● Work to complete:
Looking at the data below, how many lines include the word "hand"? Respond with the number only.

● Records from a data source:

+ + +

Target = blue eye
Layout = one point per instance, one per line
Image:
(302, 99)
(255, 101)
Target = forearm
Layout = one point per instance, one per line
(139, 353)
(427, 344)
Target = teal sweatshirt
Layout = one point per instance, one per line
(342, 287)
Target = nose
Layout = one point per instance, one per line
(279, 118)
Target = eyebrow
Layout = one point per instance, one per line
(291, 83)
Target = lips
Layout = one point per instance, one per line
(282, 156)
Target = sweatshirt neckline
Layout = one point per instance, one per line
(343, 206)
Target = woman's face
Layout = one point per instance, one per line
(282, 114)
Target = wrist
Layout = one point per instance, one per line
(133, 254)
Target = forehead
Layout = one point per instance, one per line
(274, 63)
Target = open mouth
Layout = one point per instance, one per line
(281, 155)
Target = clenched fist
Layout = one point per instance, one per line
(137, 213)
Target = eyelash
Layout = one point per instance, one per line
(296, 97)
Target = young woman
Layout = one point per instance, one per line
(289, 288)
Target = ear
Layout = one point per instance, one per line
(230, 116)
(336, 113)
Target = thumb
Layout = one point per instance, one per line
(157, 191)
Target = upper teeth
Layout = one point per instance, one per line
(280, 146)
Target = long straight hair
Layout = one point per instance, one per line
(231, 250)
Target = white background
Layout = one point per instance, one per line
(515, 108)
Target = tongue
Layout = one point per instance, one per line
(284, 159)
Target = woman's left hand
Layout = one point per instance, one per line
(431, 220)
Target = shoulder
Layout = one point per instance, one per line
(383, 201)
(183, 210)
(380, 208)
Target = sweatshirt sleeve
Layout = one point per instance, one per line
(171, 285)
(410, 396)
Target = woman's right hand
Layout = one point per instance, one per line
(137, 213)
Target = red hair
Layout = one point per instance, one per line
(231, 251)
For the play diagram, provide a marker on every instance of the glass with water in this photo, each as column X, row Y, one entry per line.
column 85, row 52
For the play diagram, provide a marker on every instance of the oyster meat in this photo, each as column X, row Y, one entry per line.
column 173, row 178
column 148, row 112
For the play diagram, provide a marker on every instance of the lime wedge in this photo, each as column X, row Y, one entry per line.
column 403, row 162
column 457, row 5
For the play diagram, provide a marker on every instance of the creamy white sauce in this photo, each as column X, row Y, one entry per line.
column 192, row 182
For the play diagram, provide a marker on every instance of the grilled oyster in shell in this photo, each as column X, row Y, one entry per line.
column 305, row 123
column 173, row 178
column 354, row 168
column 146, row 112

+ + +

● Answer to the problem:
2